** WORK ORDER **
Going through the entries below, copy out each line that contains "Target".

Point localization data
*** Block opens ***
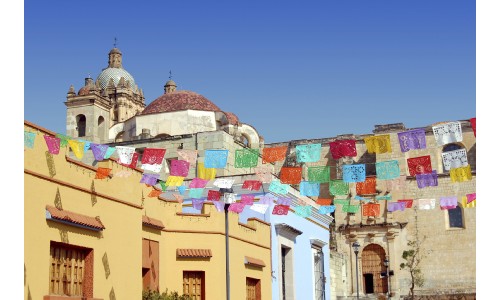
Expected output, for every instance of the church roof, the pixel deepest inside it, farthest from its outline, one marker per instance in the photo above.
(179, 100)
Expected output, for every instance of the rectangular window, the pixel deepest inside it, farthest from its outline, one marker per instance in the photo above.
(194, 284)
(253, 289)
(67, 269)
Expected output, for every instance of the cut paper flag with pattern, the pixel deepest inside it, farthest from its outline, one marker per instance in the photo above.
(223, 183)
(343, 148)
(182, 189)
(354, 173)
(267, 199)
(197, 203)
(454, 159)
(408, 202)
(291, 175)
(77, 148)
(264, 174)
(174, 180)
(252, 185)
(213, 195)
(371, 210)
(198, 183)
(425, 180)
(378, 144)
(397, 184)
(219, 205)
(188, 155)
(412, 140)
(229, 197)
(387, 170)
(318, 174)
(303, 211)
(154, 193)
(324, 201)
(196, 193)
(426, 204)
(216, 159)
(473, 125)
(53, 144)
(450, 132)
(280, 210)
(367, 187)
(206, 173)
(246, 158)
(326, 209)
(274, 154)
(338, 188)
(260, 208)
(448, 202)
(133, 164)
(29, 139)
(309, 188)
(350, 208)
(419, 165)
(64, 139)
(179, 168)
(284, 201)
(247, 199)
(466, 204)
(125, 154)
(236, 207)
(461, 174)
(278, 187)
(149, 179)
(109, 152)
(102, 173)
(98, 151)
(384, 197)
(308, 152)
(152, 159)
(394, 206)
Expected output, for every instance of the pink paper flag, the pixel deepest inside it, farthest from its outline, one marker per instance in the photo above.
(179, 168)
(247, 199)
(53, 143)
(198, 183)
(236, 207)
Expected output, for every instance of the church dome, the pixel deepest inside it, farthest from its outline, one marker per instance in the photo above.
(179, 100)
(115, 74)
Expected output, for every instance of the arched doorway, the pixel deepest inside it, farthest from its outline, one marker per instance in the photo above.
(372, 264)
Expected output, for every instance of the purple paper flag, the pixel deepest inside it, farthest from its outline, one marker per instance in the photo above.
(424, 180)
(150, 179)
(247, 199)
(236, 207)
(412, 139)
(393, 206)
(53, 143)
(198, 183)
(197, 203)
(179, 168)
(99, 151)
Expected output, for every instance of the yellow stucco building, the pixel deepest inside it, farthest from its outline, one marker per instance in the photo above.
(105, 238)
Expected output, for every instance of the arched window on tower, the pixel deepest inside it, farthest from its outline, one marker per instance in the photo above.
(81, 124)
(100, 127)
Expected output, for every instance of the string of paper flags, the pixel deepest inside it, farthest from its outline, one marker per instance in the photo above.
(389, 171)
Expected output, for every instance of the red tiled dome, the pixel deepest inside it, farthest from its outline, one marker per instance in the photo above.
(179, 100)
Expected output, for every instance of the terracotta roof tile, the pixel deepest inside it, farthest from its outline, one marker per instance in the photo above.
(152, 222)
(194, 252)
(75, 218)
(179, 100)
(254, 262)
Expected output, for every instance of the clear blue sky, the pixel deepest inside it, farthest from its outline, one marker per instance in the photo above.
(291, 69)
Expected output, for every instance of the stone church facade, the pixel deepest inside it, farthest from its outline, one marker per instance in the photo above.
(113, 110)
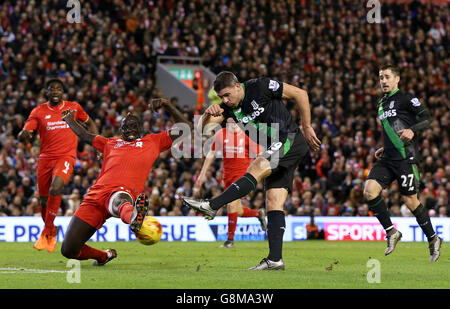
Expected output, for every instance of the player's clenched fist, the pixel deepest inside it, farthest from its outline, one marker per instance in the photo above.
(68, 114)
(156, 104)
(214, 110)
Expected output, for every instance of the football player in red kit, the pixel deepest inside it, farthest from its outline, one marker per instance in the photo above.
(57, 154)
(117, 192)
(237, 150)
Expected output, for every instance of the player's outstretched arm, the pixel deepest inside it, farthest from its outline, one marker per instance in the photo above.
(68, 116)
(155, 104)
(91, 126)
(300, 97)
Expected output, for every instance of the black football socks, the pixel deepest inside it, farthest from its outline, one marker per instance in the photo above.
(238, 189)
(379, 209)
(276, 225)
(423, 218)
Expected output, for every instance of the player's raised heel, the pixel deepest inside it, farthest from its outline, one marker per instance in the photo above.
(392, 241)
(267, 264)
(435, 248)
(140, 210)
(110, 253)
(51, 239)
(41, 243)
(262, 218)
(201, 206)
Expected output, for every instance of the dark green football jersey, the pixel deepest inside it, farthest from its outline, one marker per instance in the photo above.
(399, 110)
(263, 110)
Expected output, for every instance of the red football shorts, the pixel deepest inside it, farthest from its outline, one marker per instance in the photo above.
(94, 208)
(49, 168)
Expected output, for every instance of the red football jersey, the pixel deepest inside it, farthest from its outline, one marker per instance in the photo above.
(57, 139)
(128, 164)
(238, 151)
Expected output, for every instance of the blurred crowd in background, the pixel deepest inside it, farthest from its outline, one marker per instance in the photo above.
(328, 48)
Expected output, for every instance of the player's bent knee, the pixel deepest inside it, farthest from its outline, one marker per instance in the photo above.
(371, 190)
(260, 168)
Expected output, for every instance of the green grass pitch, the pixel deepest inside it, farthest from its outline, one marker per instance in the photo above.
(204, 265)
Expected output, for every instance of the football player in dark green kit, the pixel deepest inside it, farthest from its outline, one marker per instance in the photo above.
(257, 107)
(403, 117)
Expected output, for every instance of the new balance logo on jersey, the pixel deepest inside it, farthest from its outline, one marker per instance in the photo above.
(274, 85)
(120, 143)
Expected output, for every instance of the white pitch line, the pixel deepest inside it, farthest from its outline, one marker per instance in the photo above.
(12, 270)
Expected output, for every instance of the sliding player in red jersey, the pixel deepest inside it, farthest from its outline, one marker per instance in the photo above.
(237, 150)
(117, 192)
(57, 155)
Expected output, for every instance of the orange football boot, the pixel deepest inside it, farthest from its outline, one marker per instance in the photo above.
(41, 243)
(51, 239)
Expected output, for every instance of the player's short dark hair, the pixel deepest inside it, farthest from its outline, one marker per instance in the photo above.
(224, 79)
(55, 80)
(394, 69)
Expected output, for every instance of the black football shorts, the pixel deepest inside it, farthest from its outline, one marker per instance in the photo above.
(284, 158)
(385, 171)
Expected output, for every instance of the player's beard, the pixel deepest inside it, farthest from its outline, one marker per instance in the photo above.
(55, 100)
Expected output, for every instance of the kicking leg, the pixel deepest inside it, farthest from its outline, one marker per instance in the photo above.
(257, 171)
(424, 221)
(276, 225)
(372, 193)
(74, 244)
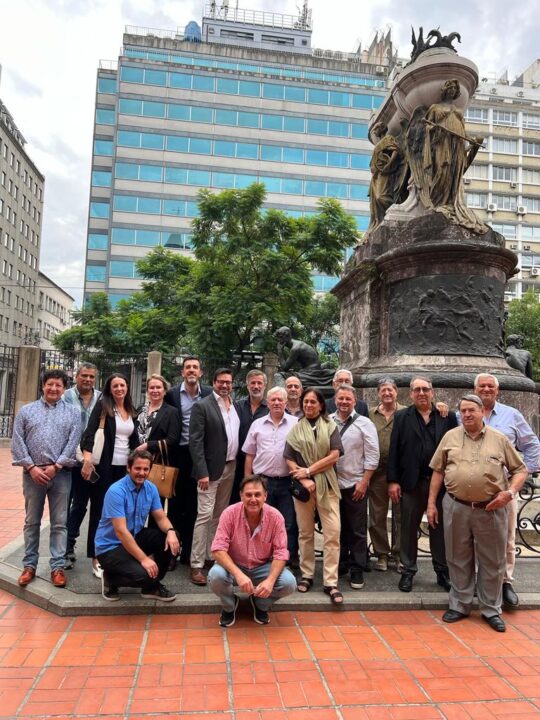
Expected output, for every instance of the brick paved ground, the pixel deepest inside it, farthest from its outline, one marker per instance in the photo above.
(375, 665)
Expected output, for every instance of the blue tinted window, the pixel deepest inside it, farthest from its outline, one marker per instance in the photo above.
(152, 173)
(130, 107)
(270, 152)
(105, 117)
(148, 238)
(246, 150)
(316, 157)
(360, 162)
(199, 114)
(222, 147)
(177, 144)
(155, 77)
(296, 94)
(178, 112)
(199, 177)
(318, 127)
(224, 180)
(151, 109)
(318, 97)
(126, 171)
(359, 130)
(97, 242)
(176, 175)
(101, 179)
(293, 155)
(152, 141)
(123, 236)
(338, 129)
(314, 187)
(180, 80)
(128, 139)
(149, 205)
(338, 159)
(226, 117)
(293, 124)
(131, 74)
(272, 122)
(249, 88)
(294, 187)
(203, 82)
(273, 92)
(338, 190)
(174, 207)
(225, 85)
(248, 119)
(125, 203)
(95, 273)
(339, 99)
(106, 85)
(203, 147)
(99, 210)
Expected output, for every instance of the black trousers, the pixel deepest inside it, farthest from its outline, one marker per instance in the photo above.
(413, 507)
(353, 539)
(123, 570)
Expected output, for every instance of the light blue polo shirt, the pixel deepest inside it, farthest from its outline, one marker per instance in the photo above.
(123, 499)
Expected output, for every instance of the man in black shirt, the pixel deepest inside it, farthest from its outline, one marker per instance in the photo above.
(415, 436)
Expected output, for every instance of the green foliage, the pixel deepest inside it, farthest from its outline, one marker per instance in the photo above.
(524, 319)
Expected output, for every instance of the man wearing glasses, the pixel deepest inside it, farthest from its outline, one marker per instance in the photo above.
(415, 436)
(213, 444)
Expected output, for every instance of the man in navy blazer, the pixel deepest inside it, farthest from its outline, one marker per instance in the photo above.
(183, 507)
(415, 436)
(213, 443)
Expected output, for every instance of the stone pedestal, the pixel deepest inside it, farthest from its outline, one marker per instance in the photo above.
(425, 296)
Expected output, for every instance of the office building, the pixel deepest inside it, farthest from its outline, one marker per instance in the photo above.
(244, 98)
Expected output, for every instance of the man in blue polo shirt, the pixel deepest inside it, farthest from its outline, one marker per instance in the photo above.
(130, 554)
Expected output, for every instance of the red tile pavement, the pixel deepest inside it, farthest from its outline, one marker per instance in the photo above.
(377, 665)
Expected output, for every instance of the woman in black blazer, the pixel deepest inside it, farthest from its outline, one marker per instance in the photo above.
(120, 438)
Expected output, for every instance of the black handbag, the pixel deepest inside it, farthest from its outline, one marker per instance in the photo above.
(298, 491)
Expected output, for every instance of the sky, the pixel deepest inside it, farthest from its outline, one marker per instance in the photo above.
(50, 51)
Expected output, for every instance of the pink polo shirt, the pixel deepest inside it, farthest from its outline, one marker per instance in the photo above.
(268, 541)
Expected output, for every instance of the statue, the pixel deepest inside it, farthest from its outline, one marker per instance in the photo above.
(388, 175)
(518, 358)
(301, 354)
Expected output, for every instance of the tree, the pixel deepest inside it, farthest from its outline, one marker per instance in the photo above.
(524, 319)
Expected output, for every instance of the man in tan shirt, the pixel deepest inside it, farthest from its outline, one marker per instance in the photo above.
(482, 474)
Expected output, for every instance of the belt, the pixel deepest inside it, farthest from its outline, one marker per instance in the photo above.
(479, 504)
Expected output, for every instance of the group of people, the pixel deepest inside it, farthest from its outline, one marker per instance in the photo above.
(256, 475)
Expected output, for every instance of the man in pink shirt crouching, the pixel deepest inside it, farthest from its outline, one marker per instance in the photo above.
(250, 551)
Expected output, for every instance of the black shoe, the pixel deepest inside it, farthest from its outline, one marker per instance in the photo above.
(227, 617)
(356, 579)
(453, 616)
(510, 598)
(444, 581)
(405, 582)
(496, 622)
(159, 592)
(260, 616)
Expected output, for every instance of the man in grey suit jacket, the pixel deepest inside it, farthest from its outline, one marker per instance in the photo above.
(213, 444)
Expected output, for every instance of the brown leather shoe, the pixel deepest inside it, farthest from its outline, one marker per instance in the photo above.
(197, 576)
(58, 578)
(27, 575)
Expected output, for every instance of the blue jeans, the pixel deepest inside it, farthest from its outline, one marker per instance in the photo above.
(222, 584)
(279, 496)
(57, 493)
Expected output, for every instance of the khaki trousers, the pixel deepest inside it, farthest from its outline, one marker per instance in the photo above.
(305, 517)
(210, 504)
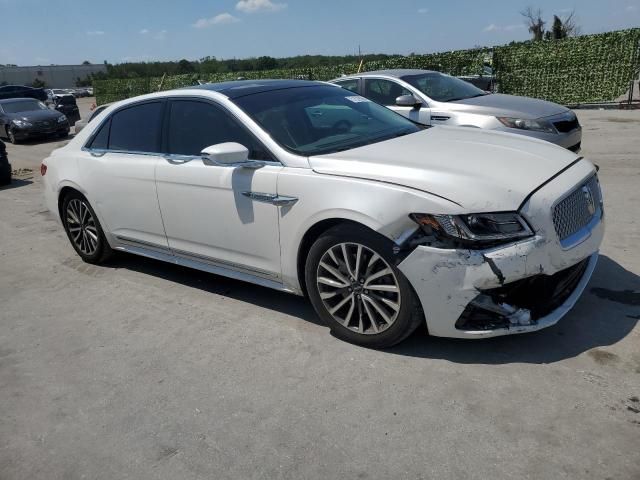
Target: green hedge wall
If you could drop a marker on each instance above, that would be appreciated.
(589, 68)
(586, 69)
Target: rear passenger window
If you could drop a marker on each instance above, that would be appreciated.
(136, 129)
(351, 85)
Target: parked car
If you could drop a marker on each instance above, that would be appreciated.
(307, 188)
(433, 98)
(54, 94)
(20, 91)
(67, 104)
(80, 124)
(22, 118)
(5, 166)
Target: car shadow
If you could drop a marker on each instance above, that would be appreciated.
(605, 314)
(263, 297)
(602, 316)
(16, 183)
*** Block closes ***
** ANSWER TO THE PROBLEM **
Target: green hedge wall
Target: rear passenger window
Target: parked car
Target: car shadow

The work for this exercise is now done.